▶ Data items
========

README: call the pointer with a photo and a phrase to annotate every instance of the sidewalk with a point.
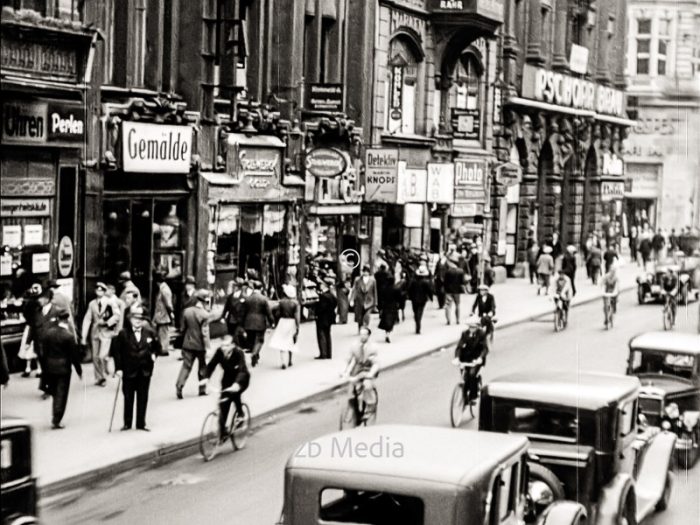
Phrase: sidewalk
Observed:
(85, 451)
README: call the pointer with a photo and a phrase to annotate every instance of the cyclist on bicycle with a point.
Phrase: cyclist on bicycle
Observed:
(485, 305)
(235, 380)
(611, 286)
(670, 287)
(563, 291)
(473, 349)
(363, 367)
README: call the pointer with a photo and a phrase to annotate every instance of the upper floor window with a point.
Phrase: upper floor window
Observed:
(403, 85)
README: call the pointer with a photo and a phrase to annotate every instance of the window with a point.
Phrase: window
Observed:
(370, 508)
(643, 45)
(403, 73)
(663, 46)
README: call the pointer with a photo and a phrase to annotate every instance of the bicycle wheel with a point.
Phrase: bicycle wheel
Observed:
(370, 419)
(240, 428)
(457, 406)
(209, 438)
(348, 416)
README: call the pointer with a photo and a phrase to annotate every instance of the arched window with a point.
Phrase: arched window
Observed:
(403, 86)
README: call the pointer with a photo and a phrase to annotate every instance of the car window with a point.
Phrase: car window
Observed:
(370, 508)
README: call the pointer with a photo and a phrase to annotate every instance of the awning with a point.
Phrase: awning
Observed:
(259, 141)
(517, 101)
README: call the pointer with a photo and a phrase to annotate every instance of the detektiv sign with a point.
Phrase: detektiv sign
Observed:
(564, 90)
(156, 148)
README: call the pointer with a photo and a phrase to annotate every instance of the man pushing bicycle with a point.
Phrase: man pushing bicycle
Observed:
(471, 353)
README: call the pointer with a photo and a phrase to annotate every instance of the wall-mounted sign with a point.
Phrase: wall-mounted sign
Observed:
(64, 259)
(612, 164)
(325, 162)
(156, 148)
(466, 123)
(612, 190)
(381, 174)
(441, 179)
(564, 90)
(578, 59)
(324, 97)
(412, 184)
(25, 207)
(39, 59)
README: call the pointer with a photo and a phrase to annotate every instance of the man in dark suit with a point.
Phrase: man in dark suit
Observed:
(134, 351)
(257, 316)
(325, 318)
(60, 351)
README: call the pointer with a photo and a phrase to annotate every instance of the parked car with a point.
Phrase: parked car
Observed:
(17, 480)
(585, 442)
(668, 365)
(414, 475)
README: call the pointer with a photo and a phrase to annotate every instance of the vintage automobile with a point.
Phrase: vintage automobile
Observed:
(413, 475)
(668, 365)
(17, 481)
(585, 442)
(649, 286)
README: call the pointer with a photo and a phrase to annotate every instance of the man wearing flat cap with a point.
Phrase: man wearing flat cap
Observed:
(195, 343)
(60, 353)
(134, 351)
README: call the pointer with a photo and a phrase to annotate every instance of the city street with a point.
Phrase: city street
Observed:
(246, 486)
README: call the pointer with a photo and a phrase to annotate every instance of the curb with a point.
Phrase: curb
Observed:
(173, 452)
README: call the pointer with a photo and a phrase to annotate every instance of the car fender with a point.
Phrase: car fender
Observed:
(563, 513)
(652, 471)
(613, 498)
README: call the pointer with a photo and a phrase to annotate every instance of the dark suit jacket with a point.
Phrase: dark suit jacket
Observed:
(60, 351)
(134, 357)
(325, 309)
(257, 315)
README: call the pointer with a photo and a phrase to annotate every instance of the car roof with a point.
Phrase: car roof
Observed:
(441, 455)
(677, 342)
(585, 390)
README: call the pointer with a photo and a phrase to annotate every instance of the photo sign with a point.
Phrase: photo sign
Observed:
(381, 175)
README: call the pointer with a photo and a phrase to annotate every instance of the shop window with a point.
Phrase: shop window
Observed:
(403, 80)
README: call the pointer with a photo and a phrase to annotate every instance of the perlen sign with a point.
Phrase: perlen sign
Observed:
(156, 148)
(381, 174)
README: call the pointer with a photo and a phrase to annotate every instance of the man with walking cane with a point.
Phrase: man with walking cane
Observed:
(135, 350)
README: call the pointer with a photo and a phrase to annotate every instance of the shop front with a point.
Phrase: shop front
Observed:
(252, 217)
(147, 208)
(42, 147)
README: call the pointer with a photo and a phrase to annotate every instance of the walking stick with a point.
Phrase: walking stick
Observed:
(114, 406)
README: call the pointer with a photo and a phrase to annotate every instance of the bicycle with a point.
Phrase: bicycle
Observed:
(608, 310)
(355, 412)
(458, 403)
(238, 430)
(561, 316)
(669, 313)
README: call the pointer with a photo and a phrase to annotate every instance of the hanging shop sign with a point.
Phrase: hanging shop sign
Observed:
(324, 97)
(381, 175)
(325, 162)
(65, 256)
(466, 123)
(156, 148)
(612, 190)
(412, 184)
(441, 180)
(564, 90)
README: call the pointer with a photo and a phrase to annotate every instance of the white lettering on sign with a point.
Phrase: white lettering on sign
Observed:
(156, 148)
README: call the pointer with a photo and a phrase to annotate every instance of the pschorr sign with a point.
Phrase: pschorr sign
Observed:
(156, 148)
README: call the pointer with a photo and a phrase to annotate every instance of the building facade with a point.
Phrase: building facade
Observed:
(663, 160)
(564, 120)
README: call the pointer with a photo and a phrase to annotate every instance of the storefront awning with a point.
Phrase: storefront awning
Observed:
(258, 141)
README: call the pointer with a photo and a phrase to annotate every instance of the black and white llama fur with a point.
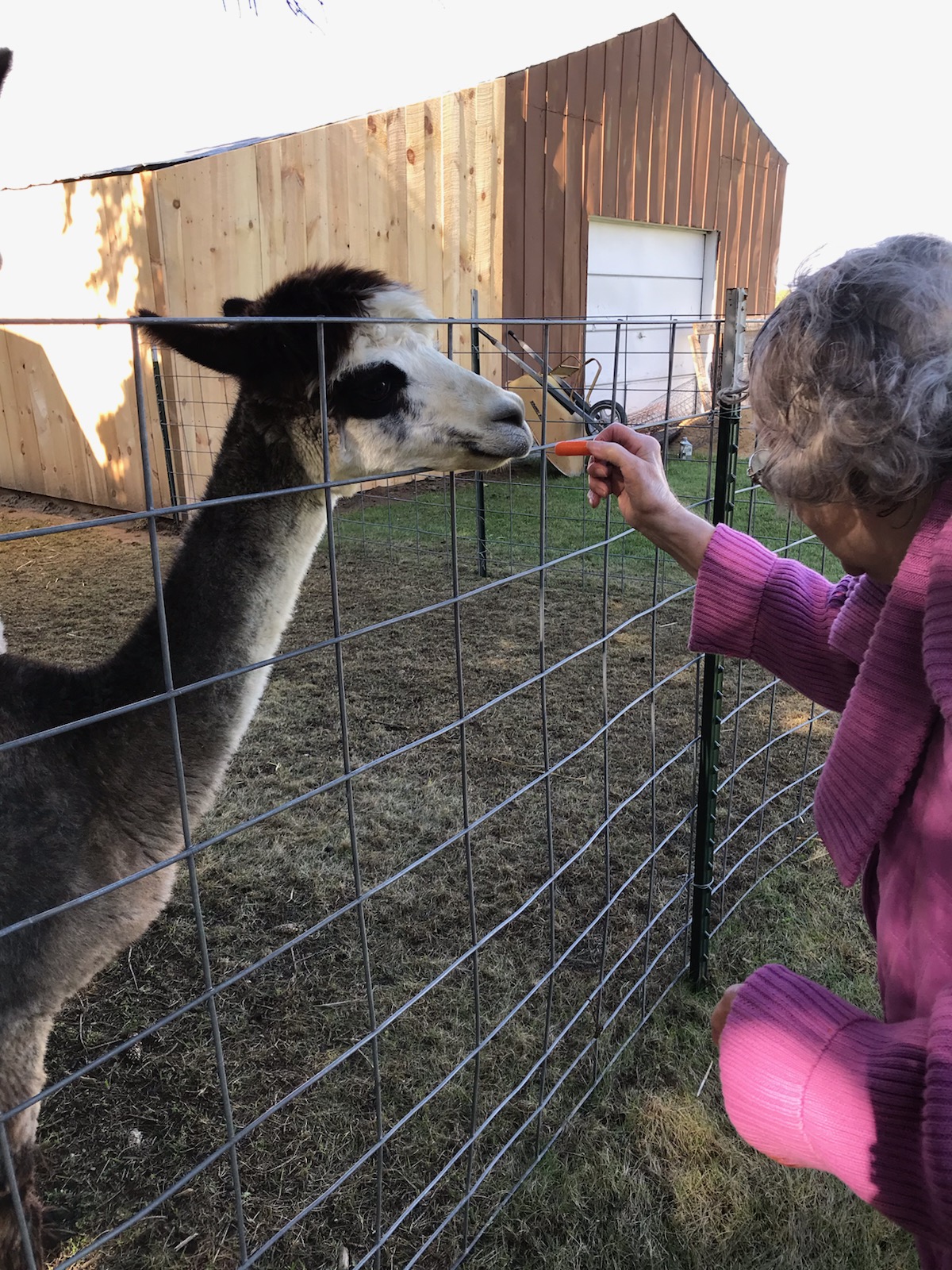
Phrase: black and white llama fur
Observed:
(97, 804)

========

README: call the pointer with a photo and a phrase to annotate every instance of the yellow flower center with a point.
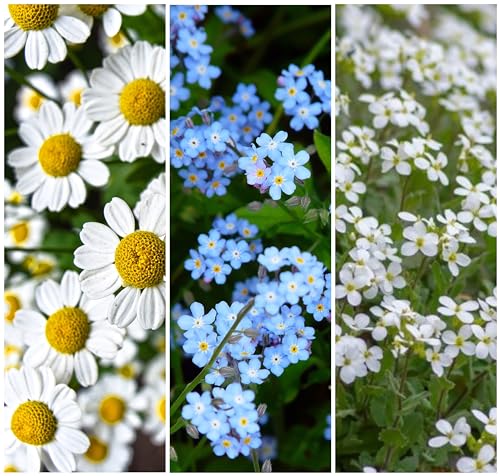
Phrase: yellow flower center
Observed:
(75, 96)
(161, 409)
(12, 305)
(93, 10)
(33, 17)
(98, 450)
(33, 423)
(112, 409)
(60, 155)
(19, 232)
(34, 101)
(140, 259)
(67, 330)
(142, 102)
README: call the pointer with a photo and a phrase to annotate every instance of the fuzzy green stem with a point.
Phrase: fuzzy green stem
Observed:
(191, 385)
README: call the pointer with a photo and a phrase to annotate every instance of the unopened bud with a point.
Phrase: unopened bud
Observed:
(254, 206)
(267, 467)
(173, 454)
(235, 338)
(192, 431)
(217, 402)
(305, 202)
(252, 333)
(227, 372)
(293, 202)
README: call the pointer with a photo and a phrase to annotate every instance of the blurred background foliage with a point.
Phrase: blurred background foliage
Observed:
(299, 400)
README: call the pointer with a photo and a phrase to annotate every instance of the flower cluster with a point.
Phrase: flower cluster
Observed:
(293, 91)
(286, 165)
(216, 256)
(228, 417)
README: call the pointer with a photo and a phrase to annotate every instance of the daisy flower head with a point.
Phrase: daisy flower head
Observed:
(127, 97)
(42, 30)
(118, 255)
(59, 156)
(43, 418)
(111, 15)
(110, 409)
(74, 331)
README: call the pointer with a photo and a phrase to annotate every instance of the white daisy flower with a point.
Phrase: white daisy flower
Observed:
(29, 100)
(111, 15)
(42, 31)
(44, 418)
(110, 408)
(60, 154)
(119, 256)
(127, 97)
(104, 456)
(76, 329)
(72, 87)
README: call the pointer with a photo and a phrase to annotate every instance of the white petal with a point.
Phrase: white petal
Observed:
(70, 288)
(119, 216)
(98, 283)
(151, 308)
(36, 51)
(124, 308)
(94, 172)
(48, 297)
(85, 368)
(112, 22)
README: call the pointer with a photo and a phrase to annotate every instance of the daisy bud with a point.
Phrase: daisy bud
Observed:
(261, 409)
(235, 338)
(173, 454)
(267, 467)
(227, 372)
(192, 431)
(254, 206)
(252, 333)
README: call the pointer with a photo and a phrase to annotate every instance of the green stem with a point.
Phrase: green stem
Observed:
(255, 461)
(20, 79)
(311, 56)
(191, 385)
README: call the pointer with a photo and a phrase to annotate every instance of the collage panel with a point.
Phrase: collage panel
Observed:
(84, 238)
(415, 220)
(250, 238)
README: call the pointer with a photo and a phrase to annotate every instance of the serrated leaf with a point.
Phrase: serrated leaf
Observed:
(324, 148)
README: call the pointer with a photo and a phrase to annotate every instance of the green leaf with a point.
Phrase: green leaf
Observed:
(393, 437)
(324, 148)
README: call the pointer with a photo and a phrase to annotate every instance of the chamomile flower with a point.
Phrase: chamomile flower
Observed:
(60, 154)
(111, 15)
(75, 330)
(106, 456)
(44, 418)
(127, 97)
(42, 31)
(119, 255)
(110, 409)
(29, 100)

========

▶ Assigned task
Write only the number of lines in the entries where the string "yellow" occurs.

▶ Written answer
2